EXERCISE REQUIREMENTS: Set down, word for word, the stretch of lines from the one containing "Confirm every instance of the sheet" to the end of the records below.

Named-object pointing records
________________________

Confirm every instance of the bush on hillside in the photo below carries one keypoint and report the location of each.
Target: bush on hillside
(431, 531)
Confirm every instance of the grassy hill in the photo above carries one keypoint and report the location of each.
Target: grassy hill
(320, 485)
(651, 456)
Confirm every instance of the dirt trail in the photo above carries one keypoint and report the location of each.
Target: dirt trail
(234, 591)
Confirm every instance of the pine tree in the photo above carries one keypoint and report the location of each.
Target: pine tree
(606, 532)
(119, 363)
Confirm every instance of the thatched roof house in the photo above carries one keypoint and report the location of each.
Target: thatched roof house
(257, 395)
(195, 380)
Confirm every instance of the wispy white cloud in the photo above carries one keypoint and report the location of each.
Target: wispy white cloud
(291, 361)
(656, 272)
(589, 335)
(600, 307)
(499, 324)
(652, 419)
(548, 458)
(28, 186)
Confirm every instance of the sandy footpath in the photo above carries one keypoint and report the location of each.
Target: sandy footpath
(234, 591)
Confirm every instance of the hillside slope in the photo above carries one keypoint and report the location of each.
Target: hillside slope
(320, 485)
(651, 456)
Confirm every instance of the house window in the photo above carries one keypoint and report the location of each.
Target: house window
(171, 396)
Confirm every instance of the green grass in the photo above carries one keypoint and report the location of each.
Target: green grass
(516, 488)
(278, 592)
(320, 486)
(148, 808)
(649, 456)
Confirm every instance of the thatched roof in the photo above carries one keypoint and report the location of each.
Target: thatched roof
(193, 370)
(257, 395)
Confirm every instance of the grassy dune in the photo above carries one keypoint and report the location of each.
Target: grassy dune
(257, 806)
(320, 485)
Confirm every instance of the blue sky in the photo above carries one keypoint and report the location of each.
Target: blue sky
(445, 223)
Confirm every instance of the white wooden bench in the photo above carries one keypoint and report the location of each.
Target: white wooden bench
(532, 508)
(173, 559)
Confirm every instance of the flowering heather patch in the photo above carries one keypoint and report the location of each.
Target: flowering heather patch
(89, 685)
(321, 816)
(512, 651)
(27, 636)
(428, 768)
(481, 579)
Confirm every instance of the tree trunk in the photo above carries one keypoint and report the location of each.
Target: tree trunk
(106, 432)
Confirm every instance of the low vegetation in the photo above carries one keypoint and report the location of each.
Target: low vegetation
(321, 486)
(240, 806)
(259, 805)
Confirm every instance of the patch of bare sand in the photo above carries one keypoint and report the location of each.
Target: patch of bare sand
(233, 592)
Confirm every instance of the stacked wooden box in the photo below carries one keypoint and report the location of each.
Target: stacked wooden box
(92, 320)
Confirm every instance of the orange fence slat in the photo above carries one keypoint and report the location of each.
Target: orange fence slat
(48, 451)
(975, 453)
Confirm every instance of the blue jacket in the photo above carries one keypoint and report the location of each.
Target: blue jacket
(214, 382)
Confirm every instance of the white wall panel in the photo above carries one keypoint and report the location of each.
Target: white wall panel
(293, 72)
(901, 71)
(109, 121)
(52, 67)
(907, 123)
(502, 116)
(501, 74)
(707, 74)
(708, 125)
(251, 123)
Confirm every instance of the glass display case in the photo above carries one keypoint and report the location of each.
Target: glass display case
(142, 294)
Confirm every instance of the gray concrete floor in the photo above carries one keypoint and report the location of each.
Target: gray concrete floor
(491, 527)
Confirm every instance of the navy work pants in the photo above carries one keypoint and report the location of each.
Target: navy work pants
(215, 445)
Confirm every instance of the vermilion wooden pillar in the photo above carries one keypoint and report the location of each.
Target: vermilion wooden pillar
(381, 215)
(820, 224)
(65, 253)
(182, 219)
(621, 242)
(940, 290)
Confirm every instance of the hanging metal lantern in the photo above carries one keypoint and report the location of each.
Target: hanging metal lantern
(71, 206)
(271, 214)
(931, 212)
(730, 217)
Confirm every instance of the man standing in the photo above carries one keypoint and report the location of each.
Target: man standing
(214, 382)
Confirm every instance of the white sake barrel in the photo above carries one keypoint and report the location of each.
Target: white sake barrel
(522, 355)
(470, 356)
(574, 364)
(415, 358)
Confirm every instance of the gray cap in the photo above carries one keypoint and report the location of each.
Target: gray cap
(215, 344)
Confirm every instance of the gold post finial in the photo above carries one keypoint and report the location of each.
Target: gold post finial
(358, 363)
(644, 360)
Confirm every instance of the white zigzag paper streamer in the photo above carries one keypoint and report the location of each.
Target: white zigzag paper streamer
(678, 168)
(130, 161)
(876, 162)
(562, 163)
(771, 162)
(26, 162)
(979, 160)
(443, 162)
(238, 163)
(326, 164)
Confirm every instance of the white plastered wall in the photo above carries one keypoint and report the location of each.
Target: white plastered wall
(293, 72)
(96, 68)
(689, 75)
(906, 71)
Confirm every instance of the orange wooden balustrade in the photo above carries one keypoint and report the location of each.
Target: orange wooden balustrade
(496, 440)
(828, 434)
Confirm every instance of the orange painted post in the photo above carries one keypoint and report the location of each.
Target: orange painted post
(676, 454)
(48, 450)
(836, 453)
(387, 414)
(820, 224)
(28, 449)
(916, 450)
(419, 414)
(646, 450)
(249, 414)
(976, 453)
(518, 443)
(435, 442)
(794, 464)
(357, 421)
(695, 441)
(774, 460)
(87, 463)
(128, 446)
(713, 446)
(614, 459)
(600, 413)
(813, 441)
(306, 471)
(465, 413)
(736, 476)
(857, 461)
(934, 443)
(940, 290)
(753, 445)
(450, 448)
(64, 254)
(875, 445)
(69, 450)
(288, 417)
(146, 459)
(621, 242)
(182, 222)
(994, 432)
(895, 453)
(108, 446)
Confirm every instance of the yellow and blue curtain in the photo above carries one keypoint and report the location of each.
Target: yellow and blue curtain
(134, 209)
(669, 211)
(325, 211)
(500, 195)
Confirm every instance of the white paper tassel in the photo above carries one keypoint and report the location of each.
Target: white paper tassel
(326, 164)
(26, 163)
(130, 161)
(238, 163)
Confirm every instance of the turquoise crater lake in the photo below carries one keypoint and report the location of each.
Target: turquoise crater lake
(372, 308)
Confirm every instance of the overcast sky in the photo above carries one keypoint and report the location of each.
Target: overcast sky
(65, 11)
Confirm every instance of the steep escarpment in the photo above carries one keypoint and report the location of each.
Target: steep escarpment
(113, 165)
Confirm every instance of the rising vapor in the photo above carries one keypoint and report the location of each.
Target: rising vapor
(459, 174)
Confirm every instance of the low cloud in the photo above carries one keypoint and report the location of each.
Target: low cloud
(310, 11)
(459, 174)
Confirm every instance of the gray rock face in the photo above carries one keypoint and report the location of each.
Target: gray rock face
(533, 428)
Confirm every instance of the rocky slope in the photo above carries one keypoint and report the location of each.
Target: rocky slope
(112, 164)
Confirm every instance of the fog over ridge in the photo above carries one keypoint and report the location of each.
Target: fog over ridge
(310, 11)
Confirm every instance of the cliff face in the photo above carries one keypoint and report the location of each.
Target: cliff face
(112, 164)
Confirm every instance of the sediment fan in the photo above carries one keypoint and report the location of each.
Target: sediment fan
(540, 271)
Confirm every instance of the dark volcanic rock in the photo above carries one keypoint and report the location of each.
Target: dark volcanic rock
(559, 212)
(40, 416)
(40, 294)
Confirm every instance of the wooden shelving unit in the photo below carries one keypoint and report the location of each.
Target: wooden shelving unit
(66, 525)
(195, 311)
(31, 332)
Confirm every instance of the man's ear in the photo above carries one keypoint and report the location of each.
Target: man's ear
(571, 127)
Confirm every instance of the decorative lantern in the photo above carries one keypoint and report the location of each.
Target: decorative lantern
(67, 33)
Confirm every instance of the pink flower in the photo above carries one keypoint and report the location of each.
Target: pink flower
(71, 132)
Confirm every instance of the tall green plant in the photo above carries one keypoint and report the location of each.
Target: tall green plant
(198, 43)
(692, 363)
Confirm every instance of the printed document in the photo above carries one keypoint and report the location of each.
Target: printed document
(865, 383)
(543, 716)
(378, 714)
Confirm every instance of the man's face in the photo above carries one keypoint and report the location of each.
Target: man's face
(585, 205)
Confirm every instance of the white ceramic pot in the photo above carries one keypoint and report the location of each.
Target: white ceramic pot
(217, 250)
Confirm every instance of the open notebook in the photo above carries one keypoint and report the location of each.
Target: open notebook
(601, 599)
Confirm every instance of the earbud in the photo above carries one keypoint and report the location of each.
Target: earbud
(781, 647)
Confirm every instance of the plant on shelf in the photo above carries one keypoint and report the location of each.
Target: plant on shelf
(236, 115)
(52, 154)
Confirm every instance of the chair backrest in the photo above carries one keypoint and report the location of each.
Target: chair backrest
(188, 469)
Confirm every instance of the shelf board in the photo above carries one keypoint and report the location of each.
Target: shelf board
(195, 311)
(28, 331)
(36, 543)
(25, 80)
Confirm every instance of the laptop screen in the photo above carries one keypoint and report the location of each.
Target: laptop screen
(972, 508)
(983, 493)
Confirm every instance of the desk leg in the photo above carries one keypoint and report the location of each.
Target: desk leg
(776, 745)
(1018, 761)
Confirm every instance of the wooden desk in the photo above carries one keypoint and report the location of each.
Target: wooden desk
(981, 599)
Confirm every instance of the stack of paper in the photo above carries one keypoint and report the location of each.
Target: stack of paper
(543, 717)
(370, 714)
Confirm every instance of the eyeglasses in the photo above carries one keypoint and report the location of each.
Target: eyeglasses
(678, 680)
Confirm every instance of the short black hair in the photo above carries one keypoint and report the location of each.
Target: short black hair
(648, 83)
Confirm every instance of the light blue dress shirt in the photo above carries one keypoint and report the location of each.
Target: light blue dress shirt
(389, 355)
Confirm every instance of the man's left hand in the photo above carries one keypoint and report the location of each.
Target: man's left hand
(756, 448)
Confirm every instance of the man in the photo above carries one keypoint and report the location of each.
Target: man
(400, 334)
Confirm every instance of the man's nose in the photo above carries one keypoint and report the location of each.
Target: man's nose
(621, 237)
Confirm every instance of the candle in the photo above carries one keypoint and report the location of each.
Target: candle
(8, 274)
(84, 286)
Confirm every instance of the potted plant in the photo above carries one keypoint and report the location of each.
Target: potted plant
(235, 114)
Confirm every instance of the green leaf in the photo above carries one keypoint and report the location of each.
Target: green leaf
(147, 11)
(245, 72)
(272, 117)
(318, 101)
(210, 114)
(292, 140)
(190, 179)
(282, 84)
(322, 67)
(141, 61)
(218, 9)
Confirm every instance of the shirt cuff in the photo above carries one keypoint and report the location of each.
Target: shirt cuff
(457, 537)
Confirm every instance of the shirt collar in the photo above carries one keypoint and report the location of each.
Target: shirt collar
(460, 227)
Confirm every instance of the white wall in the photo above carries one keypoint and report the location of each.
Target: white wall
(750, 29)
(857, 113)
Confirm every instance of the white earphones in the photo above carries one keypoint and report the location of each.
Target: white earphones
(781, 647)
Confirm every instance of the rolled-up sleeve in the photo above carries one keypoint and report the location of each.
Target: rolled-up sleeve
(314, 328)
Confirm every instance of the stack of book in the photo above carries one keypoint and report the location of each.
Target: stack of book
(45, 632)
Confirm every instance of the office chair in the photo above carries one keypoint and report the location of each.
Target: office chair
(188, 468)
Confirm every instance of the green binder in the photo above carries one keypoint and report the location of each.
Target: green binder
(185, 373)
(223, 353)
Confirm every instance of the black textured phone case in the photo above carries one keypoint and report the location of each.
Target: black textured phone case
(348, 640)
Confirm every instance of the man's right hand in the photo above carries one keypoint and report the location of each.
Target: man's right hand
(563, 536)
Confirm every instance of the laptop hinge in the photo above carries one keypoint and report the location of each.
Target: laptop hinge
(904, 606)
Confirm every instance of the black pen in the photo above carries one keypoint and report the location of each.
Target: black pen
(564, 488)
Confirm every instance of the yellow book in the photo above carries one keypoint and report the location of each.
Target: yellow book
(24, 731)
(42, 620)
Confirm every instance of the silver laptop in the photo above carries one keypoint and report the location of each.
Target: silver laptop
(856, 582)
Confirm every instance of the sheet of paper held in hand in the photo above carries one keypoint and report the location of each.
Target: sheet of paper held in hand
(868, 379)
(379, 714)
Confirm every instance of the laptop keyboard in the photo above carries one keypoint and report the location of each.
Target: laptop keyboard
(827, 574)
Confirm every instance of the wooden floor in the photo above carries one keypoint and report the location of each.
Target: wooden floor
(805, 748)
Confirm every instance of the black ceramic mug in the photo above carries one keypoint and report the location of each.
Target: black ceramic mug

________________________

THE REPLY:
Confirm every instance of the sheet of paper held in hand in the photo above carries one keypoint and report the location of each.
Target: sheet of paper held in hand
(868, 379)
(379, 714)
Confirm every instance of the laptop keyboard in the photo above carries one keypoint and report the location of each.
Target: laptop keyboard
(827, 574)
Confirm every instance of the wooden floor in the photo above carries one keypoint and report the location of each.
Target: wooden floor
(805, 748)
Confirm every instance of the black ceramic mug in the photo above carries one keypoint and report the location of each.
Target: black ceramic mug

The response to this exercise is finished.